[Named object pointing entries]
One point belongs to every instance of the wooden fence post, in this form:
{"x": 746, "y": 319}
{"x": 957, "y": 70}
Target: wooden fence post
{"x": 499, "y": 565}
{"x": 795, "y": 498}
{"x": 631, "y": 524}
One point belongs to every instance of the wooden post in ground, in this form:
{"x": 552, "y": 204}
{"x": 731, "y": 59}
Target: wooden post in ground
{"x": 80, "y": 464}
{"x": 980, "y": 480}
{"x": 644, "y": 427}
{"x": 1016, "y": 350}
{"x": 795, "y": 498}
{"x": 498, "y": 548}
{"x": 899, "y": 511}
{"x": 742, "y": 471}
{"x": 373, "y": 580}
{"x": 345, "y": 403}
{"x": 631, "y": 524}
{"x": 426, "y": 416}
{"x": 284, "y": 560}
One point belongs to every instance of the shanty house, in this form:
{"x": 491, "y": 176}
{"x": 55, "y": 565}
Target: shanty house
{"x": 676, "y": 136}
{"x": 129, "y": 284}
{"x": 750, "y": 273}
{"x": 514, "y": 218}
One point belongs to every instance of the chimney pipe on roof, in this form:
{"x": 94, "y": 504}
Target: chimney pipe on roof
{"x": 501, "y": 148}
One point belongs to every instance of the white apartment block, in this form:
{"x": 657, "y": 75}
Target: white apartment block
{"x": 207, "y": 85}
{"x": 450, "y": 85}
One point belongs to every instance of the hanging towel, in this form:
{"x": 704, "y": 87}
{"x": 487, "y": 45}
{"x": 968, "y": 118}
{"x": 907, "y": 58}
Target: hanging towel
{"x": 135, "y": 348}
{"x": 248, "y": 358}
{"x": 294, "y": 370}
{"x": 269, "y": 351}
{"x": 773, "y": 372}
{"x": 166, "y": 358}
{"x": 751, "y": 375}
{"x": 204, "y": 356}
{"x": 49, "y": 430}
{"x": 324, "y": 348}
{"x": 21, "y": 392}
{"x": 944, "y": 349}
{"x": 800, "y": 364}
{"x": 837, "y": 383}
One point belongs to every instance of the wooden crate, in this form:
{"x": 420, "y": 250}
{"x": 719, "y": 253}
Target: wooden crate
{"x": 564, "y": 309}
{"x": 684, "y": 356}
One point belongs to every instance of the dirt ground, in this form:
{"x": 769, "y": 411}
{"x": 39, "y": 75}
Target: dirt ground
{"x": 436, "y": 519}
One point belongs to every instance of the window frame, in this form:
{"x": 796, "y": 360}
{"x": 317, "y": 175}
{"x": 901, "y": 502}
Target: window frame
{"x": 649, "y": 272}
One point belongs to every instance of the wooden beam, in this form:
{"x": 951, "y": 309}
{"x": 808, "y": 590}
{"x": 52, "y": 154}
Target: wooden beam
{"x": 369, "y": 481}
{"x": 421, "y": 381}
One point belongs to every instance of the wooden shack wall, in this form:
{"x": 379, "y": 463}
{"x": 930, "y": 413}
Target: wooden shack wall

• PROBLEM: All of the material above needs to be retyped word for word.

• CORRECT RESPONSE:
One point belongs to every instance of the wooden fence post, in this form:
{"x": 746, "y": 319}
{"x": 957, "y": 70}
Target: wooden fence post
{"x": 499, "y": 565}
{"x": 795, "y": 498}
{"x": 631, "y": 524}
One point belongs to every instance of the wooden post in ground, in this form:
{"x": 552, "y": 204}
{"x": 731, "y": 59}
Target: wooden post in ground
{"x": 80, "y": 464}
{"x": 980, "y": 480}
{"x": 644, "y": 427}
{"x": 1016, "y": 350}
{"x": 795, "y": 498}
{"x": 498, "y": 548}
{"x": 899, "y": 511}
{"x": 742, "y": 471}
{"x": 373, "y": 580}
{"x": 345, "y": 403}
{"x": 631, "y": 524}
{"x": 426, "y": 416}
{"x": 284, "y": 560}
One point belongs to every instance of the shanty house, in this form:
{"x": 491, "y": 176}
{"x": 55, "y": 565}
Target: shanty house
{"x": 676, "y": 136}
{"x": 129, "y": 284}
{"x": 750, "y": 273}
{"x": 514, "y": 218}
One point belongs to every instance of the chimney pipe on roof, in this form:
{"x": 94, "y": 504}
Target: chimney pipe on roof
{"x": 501, "y": 148}
One point belongs to every instance of the white apartment block, in this form:
{"x": 657, "y": 75}
Target: white apartment block
{"x": 207, "y": 85}
{"x": 450, "y": 85}
One point belongs to every instance of the hanging towel, in this form:
{"x": 704, "y": 87}
{"x": 487, "y": 45}
{"x": 968, "y": 118}
{"x": 907, "y": 58}
Target: hanging towel
{"x": 135, "y": 348}
{"x": 248, "y": 358}
{"x": 294, "y": 370}
{"x": 269, "y": 351}
{"x": 773, "y": 372}
{"x": 166, "y": 358}
{"x": 751, "y": 375}
{"x": 204, "y": 356}
{"x": 49, "y": 430}
{"x": 324, "y": 348}
{"x": 21, "y": 392}
{"x": 944, "y": 349}
{"x": 800, "y": 364}
{"x": 837, "y": 383}
One point belongs to every instance of the wooden crate, in this form:
{"x": 420, "y": 250}
{"x": 719, "y": 253}
Target: wooden crate
{"x": 564, "y": 309}
{"x": 684, "y": 356}
One point belongs to every instance of the dirt ground, in this form:
{"x": 769, "y": 411}
{"x": 39, "y": 75}
Target: dirt ground
{"x": 436, "y": 519}
One point belongs to every instance of the window frame, in this form:
{"x": 796, "y": 360}
{"x": 317, "y": 175}
{"x": 901, "y": 502}
Target: window frame
{"x": 649, "y": 272}
One point belongs to every instance of the wooden beam, in this form:
{"x": 951, "y": 309}
{"x": 808, "y": 590}
{"x": 52, "y": 154}
Target: wooden beam
{"x": 369, "y": 481}
{"x": 421, "y": 381}
One point belongs to every instance of the wooden shack wall, in this form:
{"x": 379, "y": 463}
{"x": 930, "y": 413}
Target: wooden shack wall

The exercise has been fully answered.